Dataset content below:

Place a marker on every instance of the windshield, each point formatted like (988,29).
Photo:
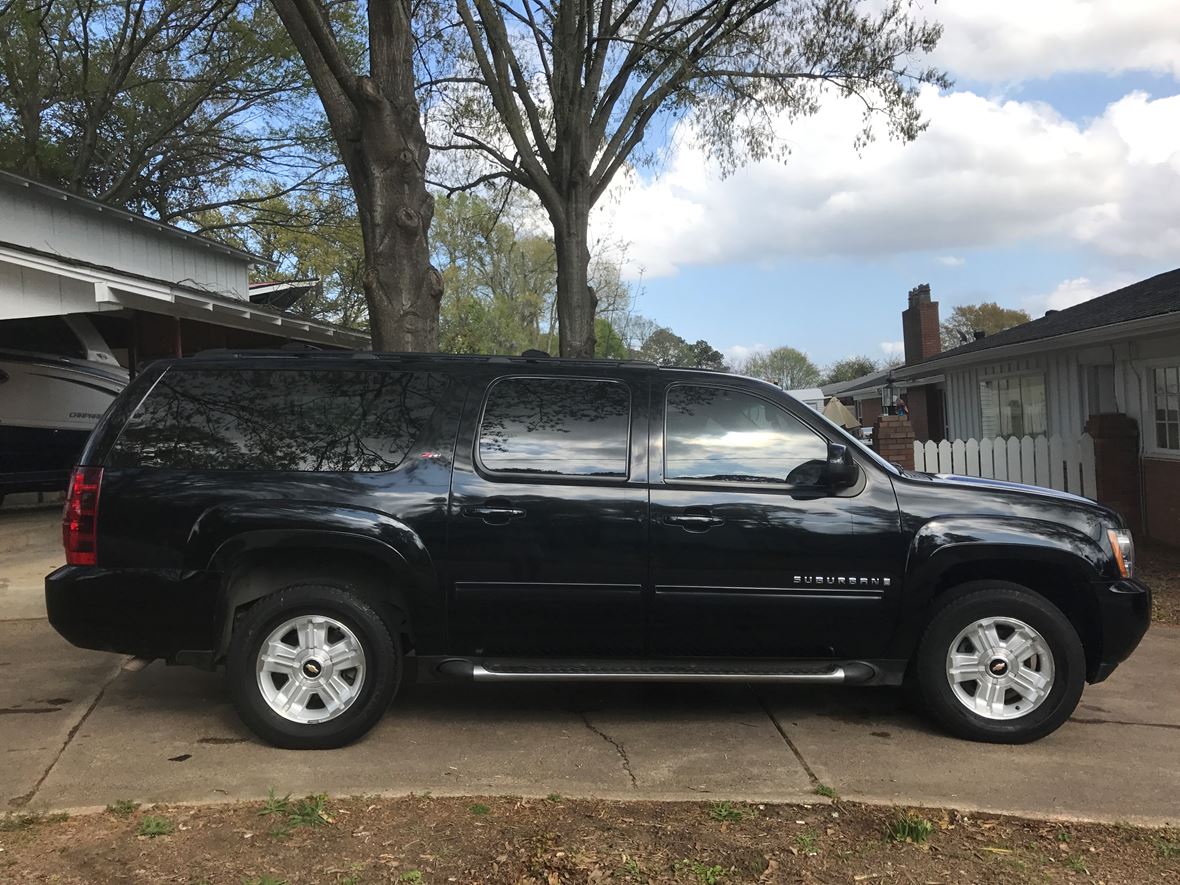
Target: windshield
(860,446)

End of Dataset content.
Dataset content below:

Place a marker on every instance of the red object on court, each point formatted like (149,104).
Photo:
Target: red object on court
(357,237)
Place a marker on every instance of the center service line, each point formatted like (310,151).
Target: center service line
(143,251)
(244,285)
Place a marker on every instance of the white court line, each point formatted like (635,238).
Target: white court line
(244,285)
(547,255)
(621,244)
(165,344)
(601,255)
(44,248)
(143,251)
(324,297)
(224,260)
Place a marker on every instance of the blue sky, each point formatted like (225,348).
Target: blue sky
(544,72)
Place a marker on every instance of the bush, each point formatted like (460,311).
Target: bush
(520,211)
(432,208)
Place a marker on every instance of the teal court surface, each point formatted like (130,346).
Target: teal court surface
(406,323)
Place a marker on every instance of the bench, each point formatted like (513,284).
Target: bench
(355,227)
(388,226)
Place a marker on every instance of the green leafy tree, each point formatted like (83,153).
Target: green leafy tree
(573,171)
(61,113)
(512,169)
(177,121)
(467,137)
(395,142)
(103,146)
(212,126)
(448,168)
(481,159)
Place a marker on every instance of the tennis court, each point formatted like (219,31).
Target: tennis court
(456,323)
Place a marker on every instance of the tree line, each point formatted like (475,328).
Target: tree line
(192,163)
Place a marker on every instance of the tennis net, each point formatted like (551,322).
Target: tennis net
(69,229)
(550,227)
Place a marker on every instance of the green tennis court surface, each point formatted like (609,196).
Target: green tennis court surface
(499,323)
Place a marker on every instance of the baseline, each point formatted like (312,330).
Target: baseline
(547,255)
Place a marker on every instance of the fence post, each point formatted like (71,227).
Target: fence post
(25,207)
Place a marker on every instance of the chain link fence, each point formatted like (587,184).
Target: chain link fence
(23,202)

End of Dataset content.

Reproduce the lines of the entries above from the one with "Target: tree line" to the one with "Place a marker on every instance of the baseline, each", both included, exactly and without any other line.

Target: tree line
(192,163)
Place a marker on every instance of the tennis net, each point formatted like (551,322).
Target: tennis net
(69,229)
(550,227)
Place a marker on every instance of the green tennis court surface, each point formatted like (609,196).
Target: green tennis court surface
(499,323)
Place a marker on every instance of the baseline, each point formatted like (312,330).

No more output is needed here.